◆ **TASK TO CARRY OUT**
Could you put every line of the items below into a JSON list of strings, one string per line, leaving out any blank lines?

Point placement records

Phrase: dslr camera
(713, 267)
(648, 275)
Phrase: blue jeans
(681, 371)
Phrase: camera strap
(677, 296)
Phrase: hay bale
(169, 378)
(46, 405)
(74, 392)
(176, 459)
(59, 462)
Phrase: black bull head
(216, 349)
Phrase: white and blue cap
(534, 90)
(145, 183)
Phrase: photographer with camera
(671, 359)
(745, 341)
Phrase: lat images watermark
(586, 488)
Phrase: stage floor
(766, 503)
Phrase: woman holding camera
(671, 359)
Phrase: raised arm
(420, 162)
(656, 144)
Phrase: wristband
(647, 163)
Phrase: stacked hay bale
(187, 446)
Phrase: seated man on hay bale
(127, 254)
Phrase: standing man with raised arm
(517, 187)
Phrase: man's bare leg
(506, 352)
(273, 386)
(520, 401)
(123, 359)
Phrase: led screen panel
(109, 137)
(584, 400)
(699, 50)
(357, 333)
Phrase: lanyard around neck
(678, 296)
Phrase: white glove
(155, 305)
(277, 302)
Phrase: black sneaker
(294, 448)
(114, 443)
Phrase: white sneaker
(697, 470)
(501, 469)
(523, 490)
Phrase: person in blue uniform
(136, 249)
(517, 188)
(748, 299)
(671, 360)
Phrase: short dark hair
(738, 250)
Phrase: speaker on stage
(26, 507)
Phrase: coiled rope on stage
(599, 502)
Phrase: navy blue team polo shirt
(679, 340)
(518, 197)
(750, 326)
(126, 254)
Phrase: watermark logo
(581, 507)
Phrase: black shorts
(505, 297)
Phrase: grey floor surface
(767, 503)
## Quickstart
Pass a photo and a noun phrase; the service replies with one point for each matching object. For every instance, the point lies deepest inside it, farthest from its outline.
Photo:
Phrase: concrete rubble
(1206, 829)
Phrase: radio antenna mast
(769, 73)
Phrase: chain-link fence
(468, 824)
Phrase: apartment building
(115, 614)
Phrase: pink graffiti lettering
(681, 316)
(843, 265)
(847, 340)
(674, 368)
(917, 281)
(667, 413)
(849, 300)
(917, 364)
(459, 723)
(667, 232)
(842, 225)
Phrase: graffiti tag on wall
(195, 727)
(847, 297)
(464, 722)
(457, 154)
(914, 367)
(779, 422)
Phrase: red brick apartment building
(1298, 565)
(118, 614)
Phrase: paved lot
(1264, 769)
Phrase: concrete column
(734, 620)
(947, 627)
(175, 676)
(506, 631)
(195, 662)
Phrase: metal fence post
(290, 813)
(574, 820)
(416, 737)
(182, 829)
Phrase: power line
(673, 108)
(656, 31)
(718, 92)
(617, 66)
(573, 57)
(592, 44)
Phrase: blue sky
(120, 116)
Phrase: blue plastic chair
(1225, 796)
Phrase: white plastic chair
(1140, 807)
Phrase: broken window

◆ **THE COMPLETED TASK**
[
  "Phrase: dslr camera",
  "(713, 267)",
  "(648, 275)",
  "Phrase: blue jeans",
  "(681, 371)",
  "Phrase: camera strap",
  "(677, 296)",
  "Phrase: hay bale",
  "(169, 378)",
  "(46, 405)",
  "(74, 392)",
  "(176, 459)",
  "(59, 462)",
  "Phrase: black bull head",
  "(216, 349)",
  "Phrase: white and blue cap",
  "(534, 90)",
  "(145, 183)",
  "Phrase: photographer with camera",
  "(671, 359)",
  "(745, 341)",
  "Phrase: lat images watermark",
  "(586, 488)",
  "Phrase: stage floor",
  "(766, 503)",
  "Phrase: woman holding camera",
  "(671, 359)",
  "Phrase: raised arm",
  "(420, 162)",
  "(656, 144)",
  "Phrase: wristband",
  "(647, 163)",
  "Phrase: stacked hay bale",
  "(187, 446)",
  "Phrase: seated man on hay bale",
  "(127, 254)",
  "Phrase: standing man with raised arm",
  "(517, 187)",
  "Phrase: man's bare leg",
  "(506, 352)",
  "(273, 386)",
  "(520, 401)",
  "(123, 359)",
  "Phrase: led screen panel",
  "(109, 137)",
  "(584, 400)",
  "(699, 50)",
  "(357, 333)",
  "Phrase: lanyard around neck",
  "(678, 296)",
  "Phrase: white glove",
  "(155, 305)",
  "(277, 302)",
  "Phrase: black sneaker",
  "(294, 448)",
  "(114, 443)",
  "Phrase: white sneaker",
  "(697, 470)",
  "(501, 469)",
  "(523, 490)",
  "Phrase: person in blue uniform",
  "(136, 249)",
  "(517, 188)",
  "(748, 299)",
  "(671, 360)",
  "Phrase: short dark hair",
  "(738, 250)",
  "Phrase: speaker on stage",
  "(26, 507)",
  "Phrase: coiled rope on stage",
  "(599, 502)",
  "Phrase: navy blue team polo shirt",
  "(679, 340)",
  "(518, 197)",
  "(750, 326)",
  "(126, 254)",
  "Phrase: watermark logo",
  "(581, 507)",
  "Phrase: black shorts",
  "(505, 297)",
  "Phrase: grey floor surface",
  "(767, 503)",
  "## Quickstart",
  "Pass a photo and a noun phrase; the service replies with one point for each matching object. For every instance, the point lies deepest inside it, farthest from its outline.",
  "Photo:",
  "Phrase: concrete rubble",
  "(1206, 829)",
  "Phrase: radio antenna mast",
  "(769, 73)",
  "Phrase: chain-link fence",
  "(468, 824)",
  "Phrase: apartment building",
  "(115, 614)",
  "Phrase: pink graffiti lettering",
  "(681, 316)",
  "(843, 265)",
  "(847, 340)",
  "(674, 368)",
  "(917, 281)",
  "(667, 413)",
  "(849, 300)",
  "(917, 364)",
  "(459, 723)",
  "(667, 232)",
  "(842, 225)",
  "Phrase: graffiti tag on wall",
  "(195, 727)",
  "(847, 297)",
  "(464, 722)",
  "(457, 154)",
  "(914, 367)",
  "(779, 422)",
  "Phrase: red brick apartment building",
  "(1298, 565)",
  "(118, 614)",
  "Phrase: paved lot",
  "(1264, 769)",
  "Phrase: concrete column",
  "(734, 620)",
  "(947, 627)",
  "(175, 676)",
  "(506, 631)",
  "(195, 662)",
  "Phrase: metal fence post",
  "(290, 813)",
  "(574, 820)",
  "(416, 737)",
  "(182, 829)",
  "Phrase: power line",
  "(673, 108)",
  "(656, 31)",
  "(718, 92)",
  "(617, 66)",
  "(573, 57)",
  "(592, 44)",
  "Phrase: blue sky",
  "(120, 116)",
  "Phrase: blue plastic chair",
  "(1225, 796)",
  "Phrase: white plastic chair",
  "(1140, 807)",
  "Phrase: broken window"
]